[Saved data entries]
++++++++++

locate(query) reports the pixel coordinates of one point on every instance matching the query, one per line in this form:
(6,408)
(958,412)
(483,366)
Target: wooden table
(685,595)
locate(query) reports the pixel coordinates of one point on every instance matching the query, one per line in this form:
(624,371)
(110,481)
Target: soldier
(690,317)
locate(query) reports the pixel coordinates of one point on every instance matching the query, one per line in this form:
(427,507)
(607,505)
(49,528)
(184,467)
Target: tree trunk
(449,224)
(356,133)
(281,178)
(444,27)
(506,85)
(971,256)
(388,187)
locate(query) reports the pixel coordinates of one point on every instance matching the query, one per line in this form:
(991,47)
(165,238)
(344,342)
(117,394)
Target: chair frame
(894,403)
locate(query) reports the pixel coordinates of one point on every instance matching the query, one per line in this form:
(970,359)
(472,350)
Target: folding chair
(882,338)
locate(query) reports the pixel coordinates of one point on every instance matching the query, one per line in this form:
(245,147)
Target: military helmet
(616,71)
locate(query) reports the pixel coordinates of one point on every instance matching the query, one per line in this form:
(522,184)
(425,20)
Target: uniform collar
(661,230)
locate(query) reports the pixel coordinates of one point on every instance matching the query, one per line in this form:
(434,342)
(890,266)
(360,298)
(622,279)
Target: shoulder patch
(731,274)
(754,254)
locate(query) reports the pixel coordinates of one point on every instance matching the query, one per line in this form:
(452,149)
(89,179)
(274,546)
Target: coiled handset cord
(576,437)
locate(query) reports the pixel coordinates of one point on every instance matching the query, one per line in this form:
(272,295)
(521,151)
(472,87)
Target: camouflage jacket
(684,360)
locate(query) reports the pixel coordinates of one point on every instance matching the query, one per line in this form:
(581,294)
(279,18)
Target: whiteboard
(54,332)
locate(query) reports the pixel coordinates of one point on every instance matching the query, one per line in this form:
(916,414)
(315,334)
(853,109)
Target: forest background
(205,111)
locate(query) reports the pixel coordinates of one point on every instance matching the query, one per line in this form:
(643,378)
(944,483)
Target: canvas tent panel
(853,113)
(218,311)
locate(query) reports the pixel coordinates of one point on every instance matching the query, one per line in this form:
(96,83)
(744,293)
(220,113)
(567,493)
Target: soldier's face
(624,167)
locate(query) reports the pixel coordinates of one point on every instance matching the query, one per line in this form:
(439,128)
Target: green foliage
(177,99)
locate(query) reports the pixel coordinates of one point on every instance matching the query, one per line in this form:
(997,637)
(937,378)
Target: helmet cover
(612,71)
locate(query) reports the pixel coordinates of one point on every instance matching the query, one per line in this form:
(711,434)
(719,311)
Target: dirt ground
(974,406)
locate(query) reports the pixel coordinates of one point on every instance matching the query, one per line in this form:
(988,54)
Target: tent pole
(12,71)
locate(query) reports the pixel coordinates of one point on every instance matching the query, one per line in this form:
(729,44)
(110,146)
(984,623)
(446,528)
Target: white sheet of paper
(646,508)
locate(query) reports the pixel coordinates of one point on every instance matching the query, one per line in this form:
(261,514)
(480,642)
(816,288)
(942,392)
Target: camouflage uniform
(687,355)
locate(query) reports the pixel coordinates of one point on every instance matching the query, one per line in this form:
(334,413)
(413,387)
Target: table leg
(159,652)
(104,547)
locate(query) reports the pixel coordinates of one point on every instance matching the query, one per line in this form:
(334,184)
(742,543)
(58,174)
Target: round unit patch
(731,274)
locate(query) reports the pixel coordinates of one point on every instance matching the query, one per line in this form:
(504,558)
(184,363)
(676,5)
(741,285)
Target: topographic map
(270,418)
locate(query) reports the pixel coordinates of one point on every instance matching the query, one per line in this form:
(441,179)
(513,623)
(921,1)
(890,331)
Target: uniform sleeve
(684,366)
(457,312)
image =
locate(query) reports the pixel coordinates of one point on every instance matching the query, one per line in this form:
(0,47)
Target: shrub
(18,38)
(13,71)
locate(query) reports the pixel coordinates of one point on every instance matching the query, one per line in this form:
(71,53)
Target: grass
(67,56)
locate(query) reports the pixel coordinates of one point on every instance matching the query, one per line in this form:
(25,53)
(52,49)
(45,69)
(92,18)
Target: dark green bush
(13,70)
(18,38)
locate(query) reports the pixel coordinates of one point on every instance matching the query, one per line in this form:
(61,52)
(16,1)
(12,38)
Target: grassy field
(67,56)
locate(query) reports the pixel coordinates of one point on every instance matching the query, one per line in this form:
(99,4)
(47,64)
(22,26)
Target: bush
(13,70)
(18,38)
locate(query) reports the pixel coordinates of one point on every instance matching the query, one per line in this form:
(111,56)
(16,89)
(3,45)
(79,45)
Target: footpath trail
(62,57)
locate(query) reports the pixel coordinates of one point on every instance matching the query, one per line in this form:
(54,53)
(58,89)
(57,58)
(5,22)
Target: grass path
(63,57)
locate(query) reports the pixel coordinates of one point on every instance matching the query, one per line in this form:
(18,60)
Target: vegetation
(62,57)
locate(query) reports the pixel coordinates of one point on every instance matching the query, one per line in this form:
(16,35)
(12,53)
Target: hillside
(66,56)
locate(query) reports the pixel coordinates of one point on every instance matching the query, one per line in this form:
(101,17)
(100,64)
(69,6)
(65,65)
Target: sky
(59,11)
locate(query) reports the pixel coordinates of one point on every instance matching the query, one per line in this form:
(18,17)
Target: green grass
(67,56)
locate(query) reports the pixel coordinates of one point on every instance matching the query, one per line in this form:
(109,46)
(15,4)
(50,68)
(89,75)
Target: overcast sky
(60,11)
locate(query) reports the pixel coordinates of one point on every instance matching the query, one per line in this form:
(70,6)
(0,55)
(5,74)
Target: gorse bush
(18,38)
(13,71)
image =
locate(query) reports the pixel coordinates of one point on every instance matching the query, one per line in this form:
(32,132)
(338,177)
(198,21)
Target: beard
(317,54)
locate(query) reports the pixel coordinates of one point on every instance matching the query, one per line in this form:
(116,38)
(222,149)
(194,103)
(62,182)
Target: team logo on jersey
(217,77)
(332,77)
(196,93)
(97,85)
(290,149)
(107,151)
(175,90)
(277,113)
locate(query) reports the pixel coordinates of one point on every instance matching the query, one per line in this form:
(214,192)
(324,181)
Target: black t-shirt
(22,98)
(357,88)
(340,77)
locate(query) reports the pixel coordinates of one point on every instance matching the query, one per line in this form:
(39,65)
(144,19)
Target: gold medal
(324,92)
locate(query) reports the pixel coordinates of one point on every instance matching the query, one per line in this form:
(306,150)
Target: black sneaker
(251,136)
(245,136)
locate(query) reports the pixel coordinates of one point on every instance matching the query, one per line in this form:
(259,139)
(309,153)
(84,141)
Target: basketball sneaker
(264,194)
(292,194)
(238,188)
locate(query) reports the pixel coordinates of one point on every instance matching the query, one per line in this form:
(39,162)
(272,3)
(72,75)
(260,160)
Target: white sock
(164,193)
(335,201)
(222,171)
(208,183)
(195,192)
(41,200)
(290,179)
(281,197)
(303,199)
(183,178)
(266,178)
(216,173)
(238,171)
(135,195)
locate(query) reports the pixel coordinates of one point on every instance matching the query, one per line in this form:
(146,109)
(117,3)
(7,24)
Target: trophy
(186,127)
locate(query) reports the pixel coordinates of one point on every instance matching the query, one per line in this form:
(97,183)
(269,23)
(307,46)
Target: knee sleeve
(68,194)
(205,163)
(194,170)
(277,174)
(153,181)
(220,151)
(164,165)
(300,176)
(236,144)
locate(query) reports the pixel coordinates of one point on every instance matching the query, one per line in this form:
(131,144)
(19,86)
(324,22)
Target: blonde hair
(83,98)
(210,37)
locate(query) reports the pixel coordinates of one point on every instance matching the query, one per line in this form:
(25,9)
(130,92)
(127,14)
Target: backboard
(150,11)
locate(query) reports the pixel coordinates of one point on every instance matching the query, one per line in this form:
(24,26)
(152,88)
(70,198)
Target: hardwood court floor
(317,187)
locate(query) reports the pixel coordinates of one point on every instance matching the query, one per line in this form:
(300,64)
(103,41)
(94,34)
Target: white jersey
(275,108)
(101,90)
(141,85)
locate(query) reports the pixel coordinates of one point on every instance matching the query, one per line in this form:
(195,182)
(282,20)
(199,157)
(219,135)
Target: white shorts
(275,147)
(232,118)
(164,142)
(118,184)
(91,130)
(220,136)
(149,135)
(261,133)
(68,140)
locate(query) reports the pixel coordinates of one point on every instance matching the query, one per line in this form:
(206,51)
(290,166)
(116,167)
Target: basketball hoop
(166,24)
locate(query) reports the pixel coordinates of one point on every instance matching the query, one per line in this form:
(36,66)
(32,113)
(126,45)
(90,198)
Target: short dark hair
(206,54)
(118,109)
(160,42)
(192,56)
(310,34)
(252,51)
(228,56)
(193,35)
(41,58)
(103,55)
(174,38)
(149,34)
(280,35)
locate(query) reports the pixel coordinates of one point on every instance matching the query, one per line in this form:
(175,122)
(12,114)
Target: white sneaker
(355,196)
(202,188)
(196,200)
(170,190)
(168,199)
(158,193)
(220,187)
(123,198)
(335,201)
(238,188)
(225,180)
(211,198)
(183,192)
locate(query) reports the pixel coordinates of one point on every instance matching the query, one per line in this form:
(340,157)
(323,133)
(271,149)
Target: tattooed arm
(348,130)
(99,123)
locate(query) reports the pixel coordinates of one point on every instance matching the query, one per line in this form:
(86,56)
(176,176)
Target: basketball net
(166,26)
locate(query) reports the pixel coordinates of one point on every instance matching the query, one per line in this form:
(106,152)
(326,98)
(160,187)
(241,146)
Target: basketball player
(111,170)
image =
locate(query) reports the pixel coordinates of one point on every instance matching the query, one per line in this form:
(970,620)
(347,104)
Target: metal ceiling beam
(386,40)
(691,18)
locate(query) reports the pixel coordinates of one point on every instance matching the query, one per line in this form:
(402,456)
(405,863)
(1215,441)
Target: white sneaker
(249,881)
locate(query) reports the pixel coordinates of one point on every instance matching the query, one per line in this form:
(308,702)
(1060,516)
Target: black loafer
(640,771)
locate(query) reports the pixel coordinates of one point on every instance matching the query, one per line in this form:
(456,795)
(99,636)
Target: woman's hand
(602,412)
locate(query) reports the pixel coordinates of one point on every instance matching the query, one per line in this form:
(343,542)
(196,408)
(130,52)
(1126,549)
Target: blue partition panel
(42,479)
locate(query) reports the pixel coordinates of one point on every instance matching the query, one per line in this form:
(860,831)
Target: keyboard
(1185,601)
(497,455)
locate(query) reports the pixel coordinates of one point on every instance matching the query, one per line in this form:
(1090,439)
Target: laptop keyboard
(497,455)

++++++++++

▸ **WHAT IS NEEDED**:
Please return every line of the records that contains the word "green", matching its case exactly.

▸ **ANSWER FOR THE TASK**:
Target: green foliage
Target: dark green bush
Target: green grass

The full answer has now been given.